Badmaash!! :: Leaders of the New School of Immigrant Cuisine

बदमाश!! reads the stark white sign above Fairfax’s newest restaurant, Badmaash—a literal exclamation in glowing neon Hindi against black paint. Nakul Mahendro says it looks the way he heard it in his head as a child when his grandma or mother would call him and his brother a badmaash, complete with two exclamation points for effect. The word means rascal, a hooligan, a deviant, someone who causes trouble, a “mischievous motherfucker.” Seeing बदमाश!! interjected just so on one of Los Angeles’s most hip destination blocks, right across the street from historical Jewish deli Canter’s, makes you think: Only a badmaash would put up such signage. It’s brash, it’s badass, and it’s everything Badmaash stands for.

Badmaash is the culinary result of what happens when the two deviant children (Nakul and Arjun Mahendro) of an immigrant chef from India (Pawan Mahendro) land in Los Angeles from a suburb of Toronto. When they opened their first Downtown location in 2013, Nakul says he “fought with Yelp to be listed as Indian and also New American.” It sounds impossible to do this and remain boldly authentic, yet somehow, the restaurant exists at this culinary intersection—beyond fusion cuisine—because it is an extension of their uniquely immigrant experience and memories. Badmaash is the story of their lives. “Literally something from our brain is here. It’s almost trippy,” says Arjun, joking that the only things missing are “Street Fighter arcade and ‘Sky’s the Limit’ by Biggie.”

— Problems to work on —
a) Copy the passage of the Badmaash restaurant article from "बदमाश!! reads the stark" up to and including "Badmaash stands for.".
b) Extend the Badmaash restaurant article past its final sentence.
The records that come next are separate material and have no connection to the Badmaash restaurant article.

— Provided records —
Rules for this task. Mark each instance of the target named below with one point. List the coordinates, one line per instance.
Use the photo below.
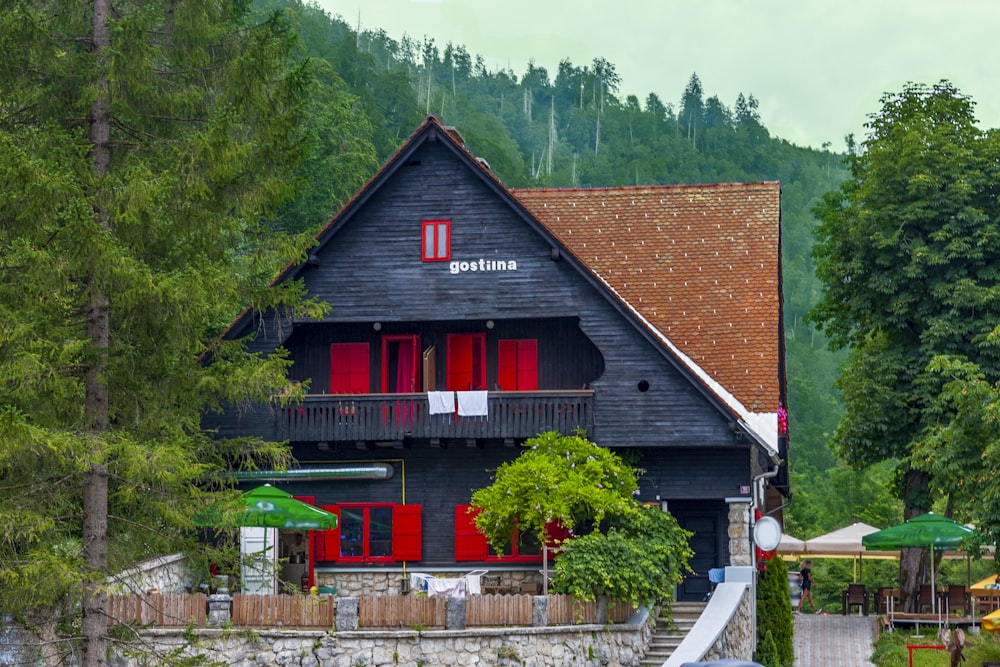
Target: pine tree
(145, 149)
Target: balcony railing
(391, 417)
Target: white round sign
(767, 533)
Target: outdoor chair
(856, 595)
(957, 599)
(925, 599)
(882, 597)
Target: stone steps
(668, 634)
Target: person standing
(805, 582)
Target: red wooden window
(372, 534)
(517, 365)
(471, 545)
(349, 368)
(400, 364)
(435, 238)
(310, 542)
(466, 362)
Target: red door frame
(414, 340)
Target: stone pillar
(220, 608)
(347, 614)
(740, 543)
(454, 612)
(540, 611)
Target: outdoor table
(913, 647)
(985, 594)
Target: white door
(258, 559)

— Activity answers —
a)
बदमाश!! reads the stark white sign above Fairfax’s newest restaurant, Badmaash—a literal exclamation in glowing neon Hindi against black paint. Nakul Mahendro says it looks the way he heard it in his head as a child when his grandma or mother would call him and his brother a badmaash, complete with two exclamation points for effect. The word means rascal, a hooligan, a deviant, someone who causes trouble, a “mischievous motherfucker.” Seeing बदमाश!! interjected just so on one of Los Angeles’s most hip destination blocks, right across the street from historical Jewish deli Canter’s, makes you think: Only a badmaash would put up such signage. It’s brash, it’s badass, and it’s everything Badmaash stands for.

b)
The Badmaash story begins with their father Pawan’s memories of Amritsar, the cosmopolitan melting pot of a city in Punjab where he grew up, and the classic French and Italian cuisine he was culinarily trained in when he moved to Bombay at the age of 17. There, he met his beautiful wife Anu, who happens to be “a brilliant host and cook… the most hospitable person we know” according to Nakul. The young couple immigrated to Scarborough, Toronto, a strikingly vibrant multicultural city (demographically made up of over 65% immigrants) where they raised their two sons Nakul and Arjun. Badmaash carries the weight of the two brothers’ memories, too. These two eccentric and undeniably creative little rascals with hard-working immigrant parents thrived in the juxtaposition of two cultural worlds, their early lives soundtracked with East Coast hip-hop’s hustle and flow.

Pawan never wanted his sons to work in hospitality—he knew how grueling the work could be. But when their father was working long nights in New York and their mother was working one of her three jobs to support the family, Arjun told Migrant Kitchen that the brothers would “play restaurant” at home, cooking mac & cheese and serving each other the way mom and dad inadvertently taught them. It was second nature. The family found themselves in LA less than a decade ago, and together, opened their first Badmaash restaurant in 2013, and this second location on the historic Fairfax block in July. The brothers say the restaurant is responsible for bringing the family close on a project of work, life, love, and family that they can all be proud of.